[Dataset items]
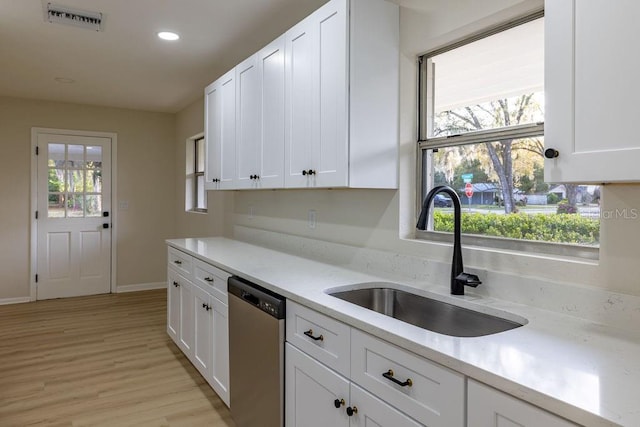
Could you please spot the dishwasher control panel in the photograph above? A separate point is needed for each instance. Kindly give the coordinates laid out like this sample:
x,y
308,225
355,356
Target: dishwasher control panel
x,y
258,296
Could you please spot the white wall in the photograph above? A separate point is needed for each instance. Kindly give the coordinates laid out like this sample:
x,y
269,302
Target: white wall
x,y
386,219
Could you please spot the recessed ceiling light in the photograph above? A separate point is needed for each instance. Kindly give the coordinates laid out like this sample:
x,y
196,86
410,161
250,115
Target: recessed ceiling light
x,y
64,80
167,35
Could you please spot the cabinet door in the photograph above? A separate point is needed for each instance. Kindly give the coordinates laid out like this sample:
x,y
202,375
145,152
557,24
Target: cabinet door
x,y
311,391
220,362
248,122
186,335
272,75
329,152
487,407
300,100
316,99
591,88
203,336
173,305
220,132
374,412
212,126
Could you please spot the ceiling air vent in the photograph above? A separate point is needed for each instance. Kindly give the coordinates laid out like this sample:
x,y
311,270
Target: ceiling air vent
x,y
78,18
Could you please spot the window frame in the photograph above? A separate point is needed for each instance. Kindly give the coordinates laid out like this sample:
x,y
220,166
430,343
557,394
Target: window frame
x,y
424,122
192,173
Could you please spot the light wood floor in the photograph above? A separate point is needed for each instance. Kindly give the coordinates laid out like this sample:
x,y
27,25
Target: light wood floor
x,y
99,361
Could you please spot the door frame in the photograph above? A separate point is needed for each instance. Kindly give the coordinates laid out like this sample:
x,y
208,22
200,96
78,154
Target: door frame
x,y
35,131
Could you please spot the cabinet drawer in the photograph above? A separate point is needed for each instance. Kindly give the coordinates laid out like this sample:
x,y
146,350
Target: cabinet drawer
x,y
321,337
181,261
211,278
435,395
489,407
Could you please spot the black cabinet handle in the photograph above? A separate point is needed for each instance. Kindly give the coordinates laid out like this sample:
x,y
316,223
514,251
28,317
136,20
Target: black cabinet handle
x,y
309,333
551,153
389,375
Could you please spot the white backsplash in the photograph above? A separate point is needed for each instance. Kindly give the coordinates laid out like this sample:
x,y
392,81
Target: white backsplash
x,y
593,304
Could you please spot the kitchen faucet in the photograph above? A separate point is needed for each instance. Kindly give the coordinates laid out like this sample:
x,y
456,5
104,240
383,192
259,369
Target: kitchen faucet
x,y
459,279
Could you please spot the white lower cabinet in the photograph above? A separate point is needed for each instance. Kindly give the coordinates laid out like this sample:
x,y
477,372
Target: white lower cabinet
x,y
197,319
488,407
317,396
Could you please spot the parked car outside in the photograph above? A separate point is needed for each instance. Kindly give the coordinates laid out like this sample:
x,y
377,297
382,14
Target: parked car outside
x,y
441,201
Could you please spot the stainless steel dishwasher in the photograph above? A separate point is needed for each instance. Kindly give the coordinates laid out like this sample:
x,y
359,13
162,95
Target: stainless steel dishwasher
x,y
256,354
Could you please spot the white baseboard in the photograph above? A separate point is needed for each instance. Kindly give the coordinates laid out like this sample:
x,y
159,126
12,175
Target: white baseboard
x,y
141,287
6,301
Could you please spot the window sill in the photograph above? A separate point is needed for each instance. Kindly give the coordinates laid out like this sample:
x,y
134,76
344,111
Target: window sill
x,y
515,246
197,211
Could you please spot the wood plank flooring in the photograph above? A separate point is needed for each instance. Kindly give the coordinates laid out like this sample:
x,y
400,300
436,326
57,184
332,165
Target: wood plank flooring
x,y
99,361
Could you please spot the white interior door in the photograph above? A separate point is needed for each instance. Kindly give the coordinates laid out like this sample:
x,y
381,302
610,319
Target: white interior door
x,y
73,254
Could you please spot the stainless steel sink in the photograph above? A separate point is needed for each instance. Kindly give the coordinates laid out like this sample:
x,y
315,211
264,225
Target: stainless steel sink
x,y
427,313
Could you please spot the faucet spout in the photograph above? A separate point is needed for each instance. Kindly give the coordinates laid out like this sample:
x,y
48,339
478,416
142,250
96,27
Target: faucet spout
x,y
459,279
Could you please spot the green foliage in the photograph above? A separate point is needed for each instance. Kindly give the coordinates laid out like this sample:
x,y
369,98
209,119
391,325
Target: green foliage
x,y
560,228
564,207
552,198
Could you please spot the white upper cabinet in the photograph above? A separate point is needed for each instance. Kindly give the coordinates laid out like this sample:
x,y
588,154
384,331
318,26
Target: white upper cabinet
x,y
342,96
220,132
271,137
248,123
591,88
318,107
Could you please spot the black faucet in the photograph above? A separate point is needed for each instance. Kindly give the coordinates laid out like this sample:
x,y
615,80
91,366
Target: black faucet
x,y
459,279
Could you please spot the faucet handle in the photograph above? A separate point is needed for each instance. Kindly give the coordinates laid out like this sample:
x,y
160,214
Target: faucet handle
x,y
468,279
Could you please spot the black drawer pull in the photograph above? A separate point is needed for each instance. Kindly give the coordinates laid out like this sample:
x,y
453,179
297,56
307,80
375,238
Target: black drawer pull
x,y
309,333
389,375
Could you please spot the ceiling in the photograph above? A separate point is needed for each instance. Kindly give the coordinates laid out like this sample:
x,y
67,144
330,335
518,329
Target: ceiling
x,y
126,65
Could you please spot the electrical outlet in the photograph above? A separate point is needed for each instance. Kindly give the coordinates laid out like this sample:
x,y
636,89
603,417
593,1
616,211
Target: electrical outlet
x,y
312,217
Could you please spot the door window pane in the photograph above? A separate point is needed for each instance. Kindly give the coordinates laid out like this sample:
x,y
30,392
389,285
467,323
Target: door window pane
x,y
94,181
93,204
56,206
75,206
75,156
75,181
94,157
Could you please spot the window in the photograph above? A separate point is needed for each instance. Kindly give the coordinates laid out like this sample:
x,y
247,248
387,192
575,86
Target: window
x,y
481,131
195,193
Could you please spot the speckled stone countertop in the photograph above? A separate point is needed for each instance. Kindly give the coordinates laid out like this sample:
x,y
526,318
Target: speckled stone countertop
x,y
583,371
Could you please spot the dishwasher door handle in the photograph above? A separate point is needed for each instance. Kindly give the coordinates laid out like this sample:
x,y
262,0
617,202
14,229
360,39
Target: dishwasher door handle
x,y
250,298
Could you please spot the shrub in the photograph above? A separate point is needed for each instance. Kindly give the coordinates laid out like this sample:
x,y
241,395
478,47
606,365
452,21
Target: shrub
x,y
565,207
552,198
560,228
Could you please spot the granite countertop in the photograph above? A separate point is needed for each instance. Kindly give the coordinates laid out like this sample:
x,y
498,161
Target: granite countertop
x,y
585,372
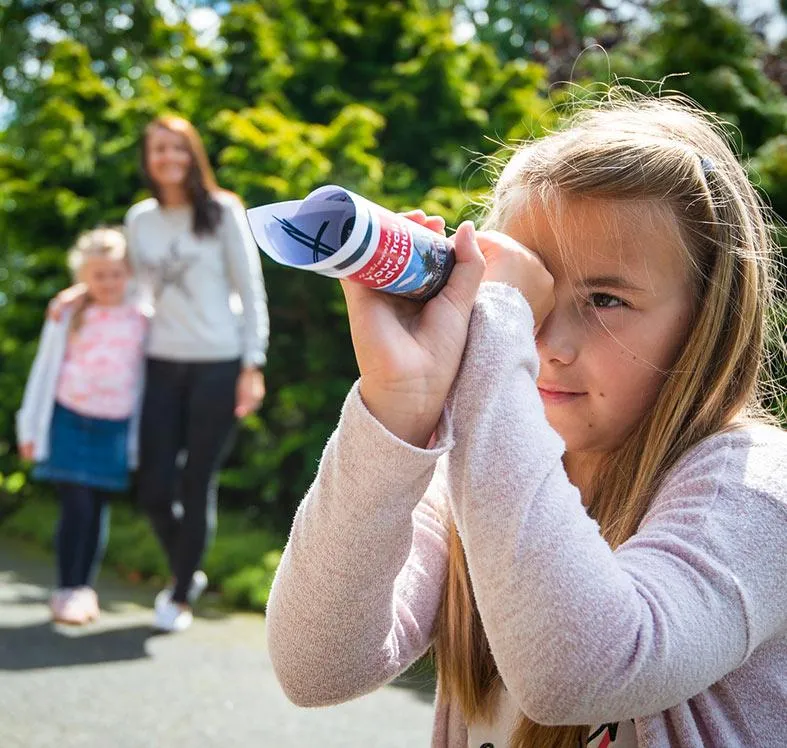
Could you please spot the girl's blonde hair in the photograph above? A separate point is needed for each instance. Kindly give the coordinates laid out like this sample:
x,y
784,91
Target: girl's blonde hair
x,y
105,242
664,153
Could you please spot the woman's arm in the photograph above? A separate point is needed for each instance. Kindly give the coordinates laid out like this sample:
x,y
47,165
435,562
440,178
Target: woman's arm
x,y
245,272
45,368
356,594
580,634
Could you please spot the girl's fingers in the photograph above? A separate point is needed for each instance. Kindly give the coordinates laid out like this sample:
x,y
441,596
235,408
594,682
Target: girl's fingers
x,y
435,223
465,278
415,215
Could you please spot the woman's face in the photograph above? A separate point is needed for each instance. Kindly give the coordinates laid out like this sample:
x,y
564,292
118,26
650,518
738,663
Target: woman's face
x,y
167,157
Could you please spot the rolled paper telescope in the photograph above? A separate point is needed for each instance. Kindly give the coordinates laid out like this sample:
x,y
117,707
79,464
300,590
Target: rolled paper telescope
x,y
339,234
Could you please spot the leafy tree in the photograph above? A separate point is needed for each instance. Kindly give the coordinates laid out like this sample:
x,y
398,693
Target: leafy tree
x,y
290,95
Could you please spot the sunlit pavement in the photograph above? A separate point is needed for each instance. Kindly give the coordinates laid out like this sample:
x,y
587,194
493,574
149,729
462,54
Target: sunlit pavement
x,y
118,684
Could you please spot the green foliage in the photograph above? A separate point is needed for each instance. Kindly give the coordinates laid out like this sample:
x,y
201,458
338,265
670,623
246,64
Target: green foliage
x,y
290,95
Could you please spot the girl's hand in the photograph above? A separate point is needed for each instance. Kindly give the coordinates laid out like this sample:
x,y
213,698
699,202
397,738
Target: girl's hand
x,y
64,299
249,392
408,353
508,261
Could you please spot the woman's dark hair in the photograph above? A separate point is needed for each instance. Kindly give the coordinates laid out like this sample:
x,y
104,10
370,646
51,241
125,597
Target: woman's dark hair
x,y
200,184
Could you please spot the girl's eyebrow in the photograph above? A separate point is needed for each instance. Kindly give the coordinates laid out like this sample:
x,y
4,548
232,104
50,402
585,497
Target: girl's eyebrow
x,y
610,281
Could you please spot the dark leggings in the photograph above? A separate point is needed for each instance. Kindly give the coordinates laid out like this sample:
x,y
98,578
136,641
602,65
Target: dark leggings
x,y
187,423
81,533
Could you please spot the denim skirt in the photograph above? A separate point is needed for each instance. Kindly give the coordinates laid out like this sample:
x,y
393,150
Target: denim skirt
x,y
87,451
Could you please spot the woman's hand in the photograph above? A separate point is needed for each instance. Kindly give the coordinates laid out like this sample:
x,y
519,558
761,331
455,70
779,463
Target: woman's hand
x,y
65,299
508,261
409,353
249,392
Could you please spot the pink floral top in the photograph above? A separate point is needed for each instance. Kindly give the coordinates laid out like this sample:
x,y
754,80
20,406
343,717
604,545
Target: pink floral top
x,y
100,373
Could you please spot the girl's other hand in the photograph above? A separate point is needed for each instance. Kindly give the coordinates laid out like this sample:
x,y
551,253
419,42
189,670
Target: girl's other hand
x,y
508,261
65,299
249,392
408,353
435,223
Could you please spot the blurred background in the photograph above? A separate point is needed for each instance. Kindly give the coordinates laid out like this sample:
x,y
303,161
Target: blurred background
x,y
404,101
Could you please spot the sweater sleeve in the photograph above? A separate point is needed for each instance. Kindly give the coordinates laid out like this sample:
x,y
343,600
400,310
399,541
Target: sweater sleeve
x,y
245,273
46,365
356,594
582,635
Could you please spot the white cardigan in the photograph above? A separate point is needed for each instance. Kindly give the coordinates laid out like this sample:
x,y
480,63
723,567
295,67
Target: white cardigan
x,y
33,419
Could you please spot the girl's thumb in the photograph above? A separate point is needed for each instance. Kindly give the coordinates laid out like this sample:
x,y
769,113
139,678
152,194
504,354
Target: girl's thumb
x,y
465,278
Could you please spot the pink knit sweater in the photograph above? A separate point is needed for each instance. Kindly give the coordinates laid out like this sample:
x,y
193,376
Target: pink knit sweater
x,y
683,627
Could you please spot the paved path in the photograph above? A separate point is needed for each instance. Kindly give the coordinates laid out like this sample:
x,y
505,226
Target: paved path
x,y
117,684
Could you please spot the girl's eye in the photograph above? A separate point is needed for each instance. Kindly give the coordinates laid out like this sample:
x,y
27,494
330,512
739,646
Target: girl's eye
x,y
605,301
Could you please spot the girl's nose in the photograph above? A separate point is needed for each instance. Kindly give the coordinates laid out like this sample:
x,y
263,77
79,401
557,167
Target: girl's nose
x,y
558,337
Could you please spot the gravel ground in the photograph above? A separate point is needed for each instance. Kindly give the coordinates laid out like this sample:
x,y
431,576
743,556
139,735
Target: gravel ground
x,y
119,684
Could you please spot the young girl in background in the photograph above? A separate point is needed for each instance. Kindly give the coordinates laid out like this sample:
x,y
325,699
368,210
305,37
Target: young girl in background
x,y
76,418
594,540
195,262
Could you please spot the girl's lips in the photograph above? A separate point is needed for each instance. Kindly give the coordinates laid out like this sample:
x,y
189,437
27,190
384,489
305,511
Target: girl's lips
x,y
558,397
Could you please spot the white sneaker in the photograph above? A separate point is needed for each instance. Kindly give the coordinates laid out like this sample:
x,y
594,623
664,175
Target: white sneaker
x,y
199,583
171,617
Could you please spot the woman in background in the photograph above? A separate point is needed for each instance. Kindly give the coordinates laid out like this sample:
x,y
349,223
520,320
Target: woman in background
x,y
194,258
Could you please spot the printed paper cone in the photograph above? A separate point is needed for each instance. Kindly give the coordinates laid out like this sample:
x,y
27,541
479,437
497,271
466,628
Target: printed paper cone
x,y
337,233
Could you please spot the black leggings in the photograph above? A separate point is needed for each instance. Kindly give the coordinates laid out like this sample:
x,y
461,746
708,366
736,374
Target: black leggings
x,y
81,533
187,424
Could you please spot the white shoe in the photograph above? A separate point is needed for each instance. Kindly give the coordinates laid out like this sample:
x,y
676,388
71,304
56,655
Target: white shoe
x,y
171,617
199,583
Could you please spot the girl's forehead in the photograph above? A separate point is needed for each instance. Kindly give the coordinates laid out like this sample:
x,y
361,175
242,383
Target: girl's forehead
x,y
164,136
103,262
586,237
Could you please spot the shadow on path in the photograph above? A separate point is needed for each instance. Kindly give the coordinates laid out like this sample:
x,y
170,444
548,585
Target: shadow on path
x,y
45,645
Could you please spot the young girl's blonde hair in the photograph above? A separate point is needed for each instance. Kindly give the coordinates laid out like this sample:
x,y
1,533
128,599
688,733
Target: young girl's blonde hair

> The problem:
Repeat only the stretch of lines that opens with the line containing "Could you please spot the printed" and closes with the final line of the entries, both included, exactly as written.

> Reply:
Could you please spot the printed paper cone in the photograph above? A separate point is needed for each instance. Kindly give the coordinates laid out like this sample:
x,y
27,541
479,437
497,271
466,628
Target: printed paper cone
x,y
337,233
Could you please spot the black leggings in the photograph above? A separate point is needed for each instance. Kindly give the coordinates laid out like this sample:
x,y
461,746
708,366
736,374
Target: black leggings
x,y
81,533
187,424
Could you please spot the white shoe in the photograph above? A separate point is needed for each instance. Kindly give the coordinates laid out like this sample:
x,y
676,388
71,304
56,655
Target: white shoe
x,y
171,617
199,583
Could you please spot the girl's forehead in the photograph above? A separate point is needed for each instance. Kindly give the coordinates laid out like this sample:
x,y
361,175
242,383
Target: girl's forehead
x,y
164,136
103,262
586,237
Could you please spot the shadow on path in the photograph above? A separate point is needed for each instance. Kindly give the coordinates laid out like this sample:
x,y
170,444
548,585
Target: shadow on path
x,y
45,645
Could you please spot the young girl's blonde hair in the photograph above? A separate point is needed for each instance. Kindly give the coordinates laid out like this sample:
x,y
1,533
128,599
688,733
Target: young girl's blonde hair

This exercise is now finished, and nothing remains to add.